** TASK PROMPT **
Exclude the pictures, then copy all remaining records exactly.

** GIVEN RECORDS **
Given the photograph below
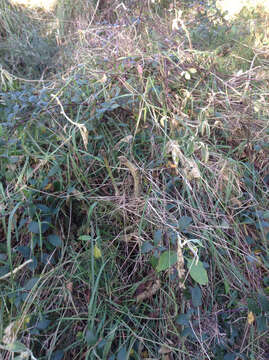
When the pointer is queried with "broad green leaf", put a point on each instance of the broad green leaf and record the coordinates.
(146, 247)
(183, 319)
(122, 354)
(184, 222)
(187, 75)
(55, 240)
(97, 252)
(196, 296)
(57, 355)
(197, 272)
(36, 228)
(166, 260)
(157, 237)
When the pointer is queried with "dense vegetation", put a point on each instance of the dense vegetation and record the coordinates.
(134, 181)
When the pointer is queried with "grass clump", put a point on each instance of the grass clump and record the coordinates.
(134, 185)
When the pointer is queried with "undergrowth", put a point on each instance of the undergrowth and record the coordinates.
(134, 182)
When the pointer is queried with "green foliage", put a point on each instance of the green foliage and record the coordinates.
(81, 253)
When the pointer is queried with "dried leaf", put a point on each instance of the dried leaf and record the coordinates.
(251, 318)
(84, 134)
(135, 174)
(180, 266)
(150, 291)
(191, 170)
(164, 350)
(127, 139)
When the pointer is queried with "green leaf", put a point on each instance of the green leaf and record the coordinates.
(166, 260)
(55, 240)
(197, 272)
(57, 355)
(146, 247)
(196, 296)
(184, 222)
(264, 301)
(36, 228)
(187, 75)
(122, 354)
(157, 237)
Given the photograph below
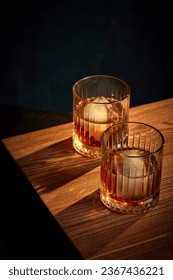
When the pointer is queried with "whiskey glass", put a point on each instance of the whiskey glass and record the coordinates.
(98, 102)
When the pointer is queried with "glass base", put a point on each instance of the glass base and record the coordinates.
(129, 207)
(85, 150)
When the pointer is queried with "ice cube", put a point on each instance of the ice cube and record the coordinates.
(97, 110)
(133, 166)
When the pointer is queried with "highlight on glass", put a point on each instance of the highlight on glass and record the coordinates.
(98, 102)
(131, 167)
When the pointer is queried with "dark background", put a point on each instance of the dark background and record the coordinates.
(46, 46)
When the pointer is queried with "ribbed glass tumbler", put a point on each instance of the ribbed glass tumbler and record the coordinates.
(98, 102)
(131, 166)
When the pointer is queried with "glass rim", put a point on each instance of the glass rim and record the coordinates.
(101, 76)
(140, 123)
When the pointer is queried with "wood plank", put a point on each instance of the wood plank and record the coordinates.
(68, 184)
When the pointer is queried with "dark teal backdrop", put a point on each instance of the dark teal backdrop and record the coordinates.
(46, 46)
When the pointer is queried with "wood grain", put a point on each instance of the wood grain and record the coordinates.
(69, 186)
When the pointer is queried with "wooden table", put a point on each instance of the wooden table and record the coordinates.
(68, 185)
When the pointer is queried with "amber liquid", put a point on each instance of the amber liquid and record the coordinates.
(130, 178)
(91, 121)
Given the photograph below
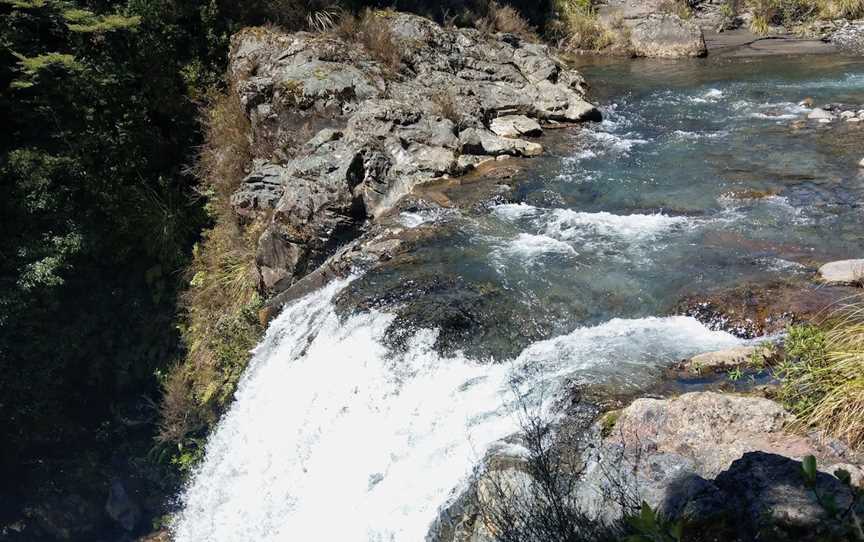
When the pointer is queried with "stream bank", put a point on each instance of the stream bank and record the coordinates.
(547, 275)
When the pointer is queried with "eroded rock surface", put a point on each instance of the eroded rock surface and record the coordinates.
(666, 35)
(653, 30)
(375, 133)
(843, 272)
(666, 451)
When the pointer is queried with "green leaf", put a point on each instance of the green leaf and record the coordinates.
(844, 476)
(808, 465)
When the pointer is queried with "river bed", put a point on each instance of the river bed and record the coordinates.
(369, 402)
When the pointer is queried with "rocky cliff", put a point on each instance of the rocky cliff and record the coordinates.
(347, 130)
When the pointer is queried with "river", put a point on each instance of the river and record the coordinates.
(359, 425)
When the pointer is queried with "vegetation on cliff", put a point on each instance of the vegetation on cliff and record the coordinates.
(822, 376)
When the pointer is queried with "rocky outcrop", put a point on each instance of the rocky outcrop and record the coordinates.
(666, 35)
(376, 132)
(721, 360)
(848, 36)
(725, 464)
(843, 272)
(652, 29)
(703, 454)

** RESULT OF THIS TASK **
Given the photograph below
When the pointer is queried with "broad green leaf", put a point on each instance of the broad green leaf and record the coordinates.
(146, 247)
(183, 319)
(122, 354)
(184, 222)
(187, 75)
(55, 240)
(97, 252)
(196, 296)
(57, 355)
(197, 272)
(36, 228)
(166, 260)
(157, 237)
When the pointer is queried with "dense vegetation", put a point on each instance of the dense vegetation and record the coordinates.
(134, 181)
When the pointer is queried with "grass clump", put a point on each instance of the grass clump and record the coordinates.
(134, 185)
When the pointer is queried with "undergrowth", put a point on each instance of the undergrowth and record the coordinates.
(134, 182)
When the pointer is queried with "green foliage", put a point on each instance of the green foliage and record the coordinates.
(81, 253)
When the pointer is queried with "dried leaf", put a point on each instance of the dried leaf and record the coordinates.
(251, 318)
(84, 134)
(135, 174)
(180, 266)
(150, 291)
(191, 170)
(164, 350)
(127, 139)
When the pointer is queried with "green leaf", put a point on each instance of the green leaf and record the coordinates.
(166, 260)
(55, 240)
(197, 272)
(57, 355)
(146, 247)
(196, 296)
(184, 222)
(264, 301)
(36, 228)
(187, 75)
(122, 354)
(157, 237)
Given the photograph below
When the pointer is queried with "whiskey glass", put a point on each instance of the whiskey glass and record the coordinates.
(98, 102)
When the pointer is queried with "glass base", put a point on each instance of the glass base and record the coordinates.
(129, 207)
(85, 150)
When the pointer is queried with "ice cube", put a point on each instance of the ice cube and record the coordinates.
(97, 110)
(133, 166)
When the pointer is queried with "highlight on glass", put a point on each instance of the highlight on glass and record the coordinates.
(98, 102)
(131, 167)
When the pointer is queried with "dark background", put a point on each instance of the dark background and record the coordinates.
(46, 46)
When the pointer is queried with "ribbed glass tumbler", put a point on each instance of the ribbed glass tumbler and record the coordinates.
(98, 102)
(131, 166)
When the pointer is queried with "glass rim", put a point on each instance of the glass rim and record the coordinates.
(101, 76)
(140, 123)
When the pointer is queried with "wood plank", put a point on each instance of the wood plank and record the coordinates.
(68, 184)
When the pointer is queried with "dark teal backdrop", put a point on each instance of the dark teal backdrop and record the coordinates.
(46, 46)
When the pointer is queried with "wood grain", put a point on each instance of the wood grain and record the coordinates.
(69, 186)
When the pointer is queried with "wooden table", put a point on each instance of the wooden table and record the coordinates.
(68, 185)
When the pointer is queried with "amber liquid", put a point on each instance of the amber liquid and record the coordinates.
(130, 178)
(91, 121)
Given the photograph below
When the pointer is queried with "stream bank", put a point on each instance of the stream bank and record the coordinates.
(547, 275)
When the pointer is queried with "eroded rock surface", put a point on each instance of the eroded rock surface and record the coordinates.
(666, 35)
(653, 30)
(375, 133)
(843, 272)
(666, 451)
When the pointer is queried with "green leaf", put a point on each instance of the green leaf and record the coordinates.
(844, 476)
(808, 465)
When the pointer is queried with "river bed", put a point on each instance of the river bed and record the coordinates.
(369, 402)
When the pointer is queried with "rocky cliff", put a point on each instance of the rocky cliff and record the coordinates.
(347, 130)
When the pointer is queried with "river", put a point on each instance of the river and record the coordinates.
(359, 425)
When the pointer is queried with "vegetation on cliff", put a point on each instance of the vegetation on cliff and record the coordinates.
(822, 376)
When the pointer is queried with "rocky outcrop", put a point on each instance of the rocky outcrop and record the coordinates.
(666, 35)
(376, 132)
(721, 360)
(848, 36)
(725, 464)
(843, 272)
(652, 29)
(703, 454)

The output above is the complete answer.